Data entries:
---*---

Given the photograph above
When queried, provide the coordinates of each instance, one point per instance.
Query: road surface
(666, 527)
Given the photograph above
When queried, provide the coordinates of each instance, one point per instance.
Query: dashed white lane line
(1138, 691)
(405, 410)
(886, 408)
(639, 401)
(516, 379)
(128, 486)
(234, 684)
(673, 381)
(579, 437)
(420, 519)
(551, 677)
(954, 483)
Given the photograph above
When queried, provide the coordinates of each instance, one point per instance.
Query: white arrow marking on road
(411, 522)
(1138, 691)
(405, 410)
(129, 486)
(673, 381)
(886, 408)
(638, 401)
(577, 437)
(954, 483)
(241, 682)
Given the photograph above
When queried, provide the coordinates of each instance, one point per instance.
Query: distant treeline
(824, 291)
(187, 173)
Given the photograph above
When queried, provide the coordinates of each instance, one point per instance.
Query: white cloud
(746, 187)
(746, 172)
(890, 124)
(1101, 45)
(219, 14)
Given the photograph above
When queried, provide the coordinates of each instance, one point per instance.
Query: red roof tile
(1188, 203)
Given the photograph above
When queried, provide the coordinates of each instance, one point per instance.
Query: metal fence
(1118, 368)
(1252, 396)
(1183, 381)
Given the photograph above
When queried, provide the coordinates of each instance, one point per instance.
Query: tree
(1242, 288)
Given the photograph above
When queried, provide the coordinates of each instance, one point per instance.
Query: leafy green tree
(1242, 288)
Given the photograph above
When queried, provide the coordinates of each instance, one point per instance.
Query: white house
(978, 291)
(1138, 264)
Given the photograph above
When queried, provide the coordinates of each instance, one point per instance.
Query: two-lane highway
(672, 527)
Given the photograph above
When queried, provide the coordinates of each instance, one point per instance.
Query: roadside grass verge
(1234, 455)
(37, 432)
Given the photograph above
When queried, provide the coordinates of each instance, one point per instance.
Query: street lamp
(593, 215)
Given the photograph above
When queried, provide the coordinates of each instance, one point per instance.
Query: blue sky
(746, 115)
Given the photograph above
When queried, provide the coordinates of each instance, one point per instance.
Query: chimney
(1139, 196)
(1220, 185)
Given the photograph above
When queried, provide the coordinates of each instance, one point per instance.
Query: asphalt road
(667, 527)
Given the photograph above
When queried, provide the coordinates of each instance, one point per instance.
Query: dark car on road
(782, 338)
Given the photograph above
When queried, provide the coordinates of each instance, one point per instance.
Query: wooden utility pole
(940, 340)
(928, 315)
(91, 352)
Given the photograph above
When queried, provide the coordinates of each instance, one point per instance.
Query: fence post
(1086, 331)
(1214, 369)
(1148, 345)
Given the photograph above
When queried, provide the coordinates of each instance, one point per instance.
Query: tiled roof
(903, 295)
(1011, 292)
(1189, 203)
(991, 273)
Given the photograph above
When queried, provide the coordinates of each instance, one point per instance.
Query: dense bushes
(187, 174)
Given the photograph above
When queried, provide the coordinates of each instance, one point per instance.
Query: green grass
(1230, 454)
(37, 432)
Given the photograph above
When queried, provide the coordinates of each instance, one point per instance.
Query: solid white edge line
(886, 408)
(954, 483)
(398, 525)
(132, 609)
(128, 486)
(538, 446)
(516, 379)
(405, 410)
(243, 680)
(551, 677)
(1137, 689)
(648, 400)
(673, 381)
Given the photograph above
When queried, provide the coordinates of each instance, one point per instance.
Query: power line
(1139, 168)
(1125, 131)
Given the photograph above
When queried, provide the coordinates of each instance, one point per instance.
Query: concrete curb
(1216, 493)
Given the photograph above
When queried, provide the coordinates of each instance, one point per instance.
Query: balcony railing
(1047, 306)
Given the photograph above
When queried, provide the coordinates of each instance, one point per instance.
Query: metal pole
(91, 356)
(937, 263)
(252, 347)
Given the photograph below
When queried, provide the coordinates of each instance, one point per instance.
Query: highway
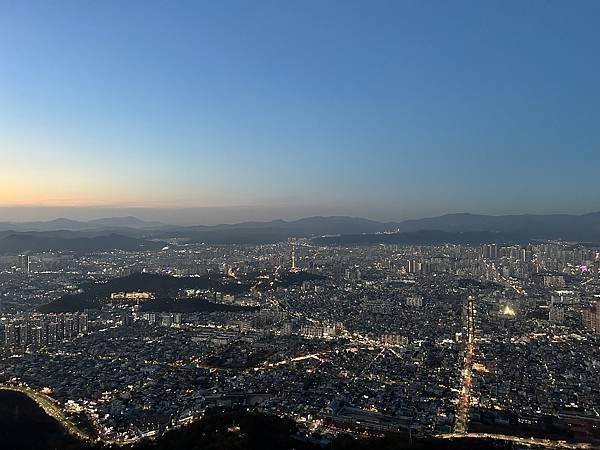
(547, 443)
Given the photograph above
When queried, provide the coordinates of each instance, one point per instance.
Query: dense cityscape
(432, 340)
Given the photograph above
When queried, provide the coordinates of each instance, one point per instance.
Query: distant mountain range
(130, 233)
(75, 225)
(16, 243)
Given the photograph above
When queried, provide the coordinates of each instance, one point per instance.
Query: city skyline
(388, 111)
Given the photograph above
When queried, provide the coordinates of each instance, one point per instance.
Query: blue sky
(386, 109)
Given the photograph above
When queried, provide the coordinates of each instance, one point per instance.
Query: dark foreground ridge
(25, 426)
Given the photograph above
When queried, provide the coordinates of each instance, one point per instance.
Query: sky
(206, 112)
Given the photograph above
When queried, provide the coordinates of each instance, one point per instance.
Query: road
(461, 423)
(547, 443)
(51, 408)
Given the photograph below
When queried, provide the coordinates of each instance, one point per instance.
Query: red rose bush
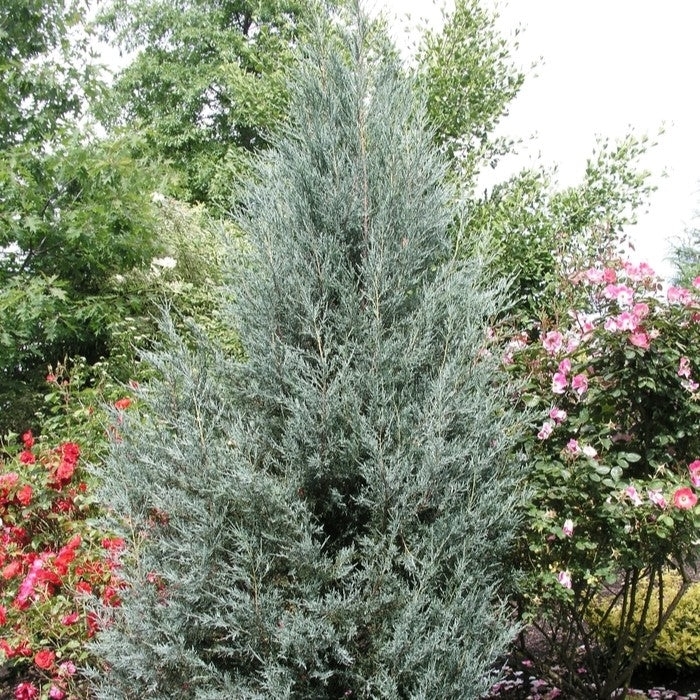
(51, 559)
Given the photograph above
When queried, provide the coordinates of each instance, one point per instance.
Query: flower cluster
(51, 559)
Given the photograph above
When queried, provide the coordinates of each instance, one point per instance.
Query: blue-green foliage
(330, 517)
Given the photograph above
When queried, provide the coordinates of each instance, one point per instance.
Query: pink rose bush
(615, 449)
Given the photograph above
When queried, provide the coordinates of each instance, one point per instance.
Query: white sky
(606, 67)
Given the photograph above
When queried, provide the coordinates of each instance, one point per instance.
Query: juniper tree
(328, 518)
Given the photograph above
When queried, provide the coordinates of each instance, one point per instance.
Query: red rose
(26, 457)
(26, 691)
(12, 569)
(24, 495)
(44, 659)
(70, 619)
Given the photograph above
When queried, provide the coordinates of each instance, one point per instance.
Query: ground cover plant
(329, 517)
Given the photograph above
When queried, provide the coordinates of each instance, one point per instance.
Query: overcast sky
(606, 67)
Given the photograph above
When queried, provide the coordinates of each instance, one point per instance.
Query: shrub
(678, 644)
(616, 461)
(52, 559)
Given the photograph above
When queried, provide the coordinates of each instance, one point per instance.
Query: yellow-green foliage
(678, 644)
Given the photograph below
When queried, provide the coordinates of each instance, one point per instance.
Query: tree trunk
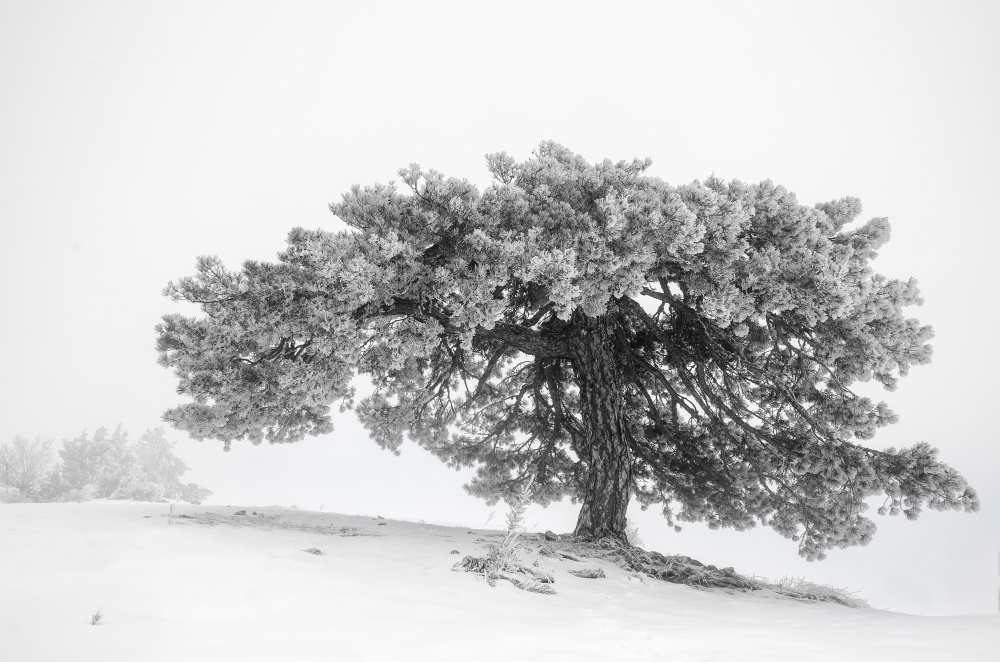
(604, 449)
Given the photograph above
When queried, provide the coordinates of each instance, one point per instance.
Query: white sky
(138, 135)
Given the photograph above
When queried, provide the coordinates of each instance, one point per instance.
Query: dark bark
(604, 448)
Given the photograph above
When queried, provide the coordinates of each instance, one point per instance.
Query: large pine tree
(589, 328)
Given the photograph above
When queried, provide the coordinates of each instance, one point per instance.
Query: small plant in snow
(503, 556)
(632, 534)
(797, 587)
(502, 561)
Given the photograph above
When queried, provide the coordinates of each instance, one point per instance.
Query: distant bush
(23, 467)
(99, 466)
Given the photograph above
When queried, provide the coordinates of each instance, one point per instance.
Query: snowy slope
(182, 590)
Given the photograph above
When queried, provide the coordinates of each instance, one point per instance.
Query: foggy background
(138, 135)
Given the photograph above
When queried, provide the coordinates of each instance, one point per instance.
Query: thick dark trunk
(604, 449)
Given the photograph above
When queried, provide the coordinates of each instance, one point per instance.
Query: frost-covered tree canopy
(587, 327)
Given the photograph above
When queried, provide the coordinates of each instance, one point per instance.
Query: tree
(23, 466)
(587, 327)
(98, 465)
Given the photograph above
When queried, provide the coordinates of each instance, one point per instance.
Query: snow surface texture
(208, 585)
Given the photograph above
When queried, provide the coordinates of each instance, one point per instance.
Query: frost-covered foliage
(24, 464)
(591, 327)
(99, 466)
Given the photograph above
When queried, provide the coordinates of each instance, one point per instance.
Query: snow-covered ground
(180, 590)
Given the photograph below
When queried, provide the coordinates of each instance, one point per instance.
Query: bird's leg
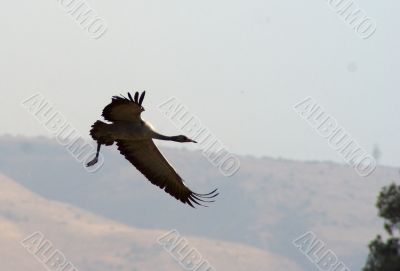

---*---

◆ Directions for this task
Pick out every line above that contains the string "roof", and copy each one in full. Case counts.

◆ Solution
Query: red roof tile
Query: tiled roof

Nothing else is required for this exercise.